Pick out each line below that contains the word "plastic" and copy those lines, leaving out all the others.

> Extracted data
"""

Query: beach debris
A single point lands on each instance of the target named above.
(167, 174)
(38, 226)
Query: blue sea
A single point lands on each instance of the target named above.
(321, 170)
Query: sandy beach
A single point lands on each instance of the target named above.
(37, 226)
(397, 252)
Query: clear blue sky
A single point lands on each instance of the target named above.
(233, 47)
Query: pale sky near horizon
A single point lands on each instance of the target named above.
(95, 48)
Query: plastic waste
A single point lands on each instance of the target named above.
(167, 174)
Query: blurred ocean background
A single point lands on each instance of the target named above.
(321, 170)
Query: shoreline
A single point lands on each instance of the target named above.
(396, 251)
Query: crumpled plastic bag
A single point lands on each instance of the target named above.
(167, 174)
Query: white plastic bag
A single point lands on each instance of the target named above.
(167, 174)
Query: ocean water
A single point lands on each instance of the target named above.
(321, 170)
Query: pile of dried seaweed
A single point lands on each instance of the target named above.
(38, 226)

"""
"""

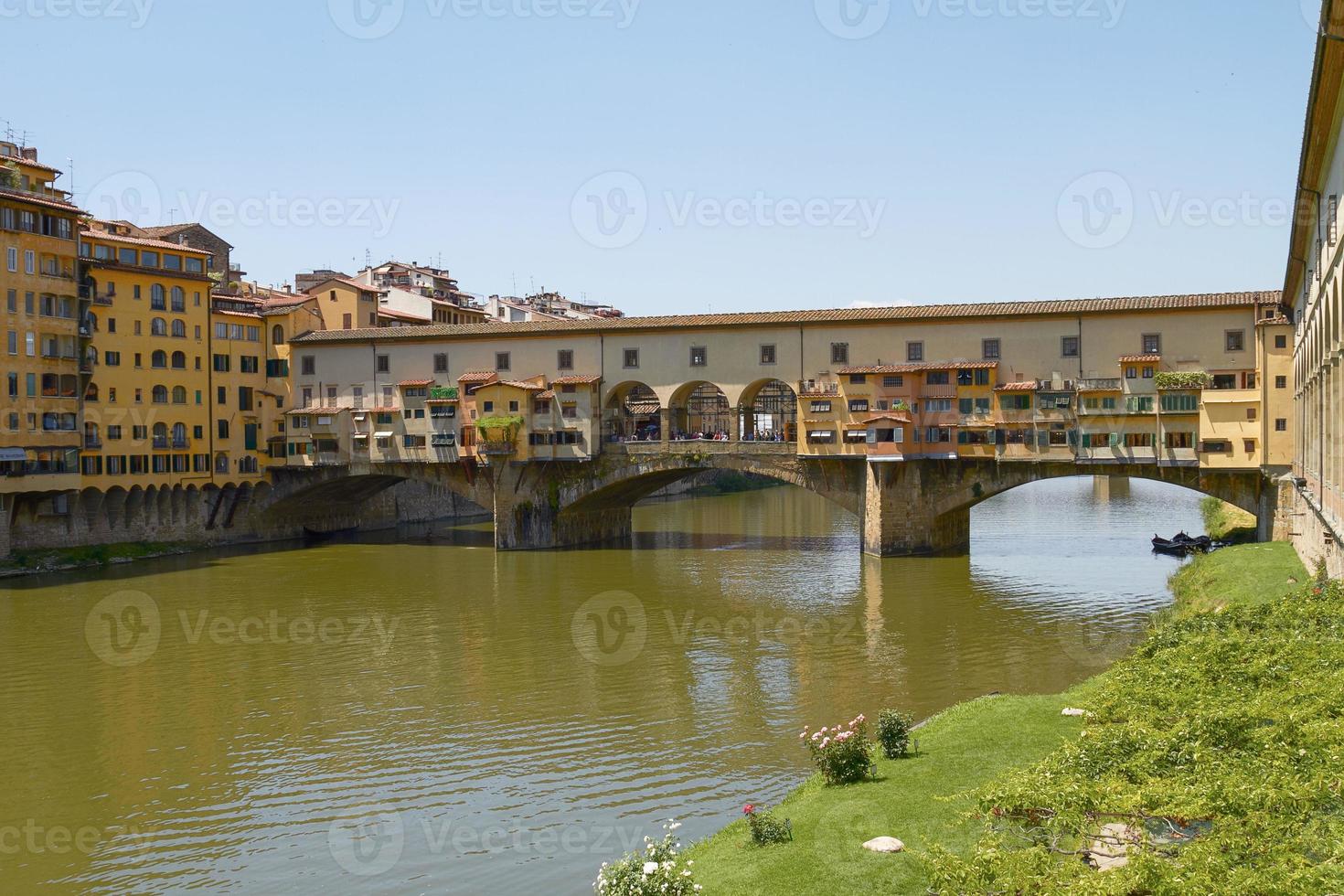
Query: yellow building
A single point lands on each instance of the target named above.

"""

> Problem solution
Query: plastic waste
Query: crumpled plastic bag
Query: white plastic bag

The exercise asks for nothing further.